__WHAT TO WORK ON__
Format as a numbered list the records from the line that contains "Expected output, for every instance of the blurred" through the end of the records, both ends included, and leave out any blank lines.

__DATA PROVIDED__
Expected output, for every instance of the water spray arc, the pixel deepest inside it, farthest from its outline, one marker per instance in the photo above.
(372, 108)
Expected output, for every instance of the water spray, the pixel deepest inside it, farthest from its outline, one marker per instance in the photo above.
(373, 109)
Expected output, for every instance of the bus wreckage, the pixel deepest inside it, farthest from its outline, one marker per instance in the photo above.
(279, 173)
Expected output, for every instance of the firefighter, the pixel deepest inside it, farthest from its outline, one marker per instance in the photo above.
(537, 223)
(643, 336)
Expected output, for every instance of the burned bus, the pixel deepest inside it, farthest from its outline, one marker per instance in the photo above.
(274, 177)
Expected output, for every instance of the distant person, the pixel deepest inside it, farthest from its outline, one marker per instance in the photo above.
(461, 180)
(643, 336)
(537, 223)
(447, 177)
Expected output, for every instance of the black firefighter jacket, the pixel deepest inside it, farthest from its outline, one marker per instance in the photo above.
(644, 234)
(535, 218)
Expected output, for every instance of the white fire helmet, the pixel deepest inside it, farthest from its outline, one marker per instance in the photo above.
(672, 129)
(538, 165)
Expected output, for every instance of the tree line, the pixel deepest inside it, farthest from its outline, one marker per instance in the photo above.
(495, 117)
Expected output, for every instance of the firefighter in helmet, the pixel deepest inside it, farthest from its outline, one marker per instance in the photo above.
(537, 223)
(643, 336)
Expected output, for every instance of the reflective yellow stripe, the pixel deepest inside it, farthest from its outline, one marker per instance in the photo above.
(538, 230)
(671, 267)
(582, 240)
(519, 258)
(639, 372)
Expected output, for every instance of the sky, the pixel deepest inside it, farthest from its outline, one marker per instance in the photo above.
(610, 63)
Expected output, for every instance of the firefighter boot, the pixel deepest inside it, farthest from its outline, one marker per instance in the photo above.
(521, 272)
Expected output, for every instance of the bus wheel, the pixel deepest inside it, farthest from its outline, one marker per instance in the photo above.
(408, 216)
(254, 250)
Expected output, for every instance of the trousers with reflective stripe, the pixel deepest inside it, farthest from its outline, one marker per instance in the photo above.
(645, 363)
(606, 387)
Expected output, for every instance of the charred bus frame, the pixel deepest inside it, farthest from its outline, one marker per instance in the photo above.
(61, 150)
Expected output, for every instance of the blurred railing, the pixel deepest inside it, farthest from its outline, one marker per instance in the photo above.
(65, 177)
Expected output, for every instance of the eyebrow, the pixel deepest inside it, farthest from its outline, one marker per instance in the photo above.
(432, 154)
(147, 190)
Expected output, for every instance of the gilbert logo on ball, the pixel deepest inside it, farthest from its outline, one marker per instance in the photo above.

__WRITTEN SOLUTION__
1. Expected output, for every instance of the blurred railing, the pixel deepest inside it, farthest from its outline, one marker per instance in the photo above.
2. (65, 177)
3. Expected output, for every instance of the eyebrow, the pixel deepest inside it, farthest from its outline, one marker per instance in the photo above.
4. (432, 154)
5. (147, 190)
6. Expected output, for every instance of the gilbert logo on ball, the pixel deepest inside it, farthest from its outline, one marker per instance in the photo above.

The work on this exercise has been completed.